▸ **Page text**
-- Begin --

Most existing psychological scales for SEL are developed in North America, highlighting the need for cross-cultural studies that adapt these tools to other languages and cultural contexts (Hayashi et al., 2022). Although several SEL scales have been translated into Chinese and utilized in applied studies. For instance, Liu J. (2021) developed a Chinese version of Social Skills Improvement System Social Emotional Learning Edition (SSIS-SEL), which is based on CASEL’s five-factor model. This scale demonstrated acceptable goodness-of-fit and high reliability in the Chinese context. However, during our preliminary study, feedback indicated that some items on the scale were ambiguous and unclear, suggesting potential issues in the translation process. The availability of high-quality Chinese SEL measurements remains limited, despite the growing mental health challenges faced by students across various age groups in China, such as students in colleges and universities (Gao et al., 2020; Wang et al., 2021). Thus, it is crucial to create reliable psychological scales tailored to the Chinese cultural context to assess individuals’ social–emotional competence effectively.
This study aims to address this gap by developing and evaluating the psychometric properties of Chinese versions of two established SEL instruments: the Chinese version of Social Emotional Competence Questionnaire (C-SECQ) and the Chinese version of Social-Emotional Learning Scale (C-SELS). The selection of these specific instruments was guided by several considerations. According to a systematic review by Martinez-Yarza et al. (2023), the SECQ is a comprehensive measure assessing all five core CASEL domains and had not yet been validated in a Chinese version. The SELS, while originally presenting a three-factor structure (Task Articulation, Peer Relationships, and Self-Regulation), also demonstrates strong conceptual links to the five CASEL domains. For example, Task Articulation relates to responsible decision-making, Peer Relationships to social awareness and relationship skills, and Self-Regulation to self-awareness and self-management. We hypothesized that these two scales, while distinct in their original factor structures, could both contribute valuable insights into social–emotional competence within the Chinese context, potentially capturing different facets of the overarching construct. A key objective was to explore their adaptability and utility for Chinese university students.
Furthermore, much of the current SEL research has concentrated on school settings and younger children, leaving a gap in understanding how SEL theories and practices might apply to other age groups and diverse environments (Mahoney et al., 2021). Therefore, the current study aims to address this gap by developing Chinese-language psychological scales that systematically measure social–emotional competence through reliable self-reports from adolescents and adults. Additionally, the psychometric properties of these newly developed scales will be thoroughly evaluated.

-- End --

▸ **Records provided**

-- Begin --

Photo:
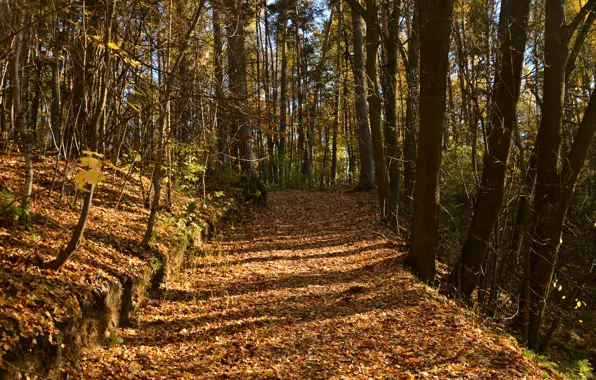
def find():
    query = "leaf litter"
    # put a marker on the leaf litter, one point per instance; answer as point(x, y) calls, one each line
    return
point(306, 289)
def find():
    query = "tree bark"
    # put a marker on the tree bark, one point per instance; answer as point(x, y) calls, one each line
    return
point(412, 119)
point(367, 175)
point(435, 29)
point(374, 102)
point(503, 116)
point(553, 190)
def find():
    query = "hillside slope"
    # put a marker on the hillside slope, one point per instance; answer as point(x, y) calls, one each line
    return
point(307, 289)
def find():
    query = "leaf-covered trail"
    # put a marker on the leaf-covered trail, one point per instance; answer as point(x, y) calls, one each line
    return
point(306, 289)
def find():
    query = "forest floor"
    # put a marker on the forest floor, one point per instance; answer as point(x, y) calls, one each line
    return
point(309, 288)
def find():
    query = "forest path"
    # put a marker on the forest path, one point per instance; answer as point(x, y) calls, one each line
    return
point(305, 289)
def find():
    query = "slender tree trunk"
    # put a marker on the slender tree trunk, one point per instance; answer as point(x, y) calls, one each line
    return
point(503, 116)
point(222, 130)
point(101, 85)
point(553, 190)
point(412, 77)
point(367, 176)
point(391, 48)
point(374, 102)
point(19, 116)
point(283, 106)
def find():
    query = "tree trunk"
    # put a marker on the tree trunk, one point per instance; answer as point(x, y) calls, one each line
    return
point(367, 175)
point(554, 190)
point(435, 29)
point(222, 130)
point(391, 47)
point(19, 116)
point(283, 88)
point(374, 102)
point(502, 119)
point(412, 119)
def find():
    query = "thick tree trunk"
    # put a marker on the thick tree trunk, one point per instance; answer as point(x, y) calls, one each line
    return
point(553, 190)
point(503, 116)
point(435, 29)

-- End --

▸ **What you will do**
• 1. In the passage on Chinese SEL scales, what three factors made up the original structure of the SELS?
• 2. Reproduce everything in the passage on Chinese SEL scales from "Furthermore, much of" down to "be thoroughly evaluated.".
• 3. Resume the passage on Chinese SEL scales, writing on from its final sentence.
The records play no part in the work here.

▸ **Exercise results**
• 1. Task Articulation, Peer Relationships, and Self-Regulation.

• 2.
Furthermore, much of the current SEL research has concentrated on school settings and younger children, leaving a gap in understanding how SEL theories and practices might apply to other age groups and diverse environments (Mahoney et al., 2021). Therefore, the current study aims to address this gap by developing Chinese-language psychological scales that systematically measure social–emotional competence through reliable self-reports from adolescents and adults. Additionally, the psychometric properties of these newly developed scales will be thoroughly evaluated.

• 3.
Accordingly, we adopted a two-study design: Study 1 provides a preliminary psychometric appraisal of the translated instruments, whereas Study 2 cross-validates the revised factor structure with an independent, larger sample. Together, these complementary studies offer an initial yet rigorous assessment of the scales’ suitability for use with Chinese university students.
Study 1: Preliminary psychometric analysis of C-SECQ and C-SELS
A preliminary study was conducted to explore the psychometric properties of two social–emotional competence measurements, C-SECQ and C-SELS, in Chinese context.
Methods
Participants
A total of 236 participants were initially recruited for the study. Two attention-check items were included to avoid carelessness, and participants who failed any of the two items were excluded from data analysis. Consequently, 195 valid participants, aging 17 and above (M = 19.09, SD = 1.11), with 69 males and 126 females, were available for analysis. All participants were native speakers of Mandarin Chinese and were enrolled in an Introductory Psychology course at a university in Shanghai. None of the participants were psychology majors, and all reported having very limited prior background knowledge of psychology, ensuring a comparable baseline understanding of the questionnaire items.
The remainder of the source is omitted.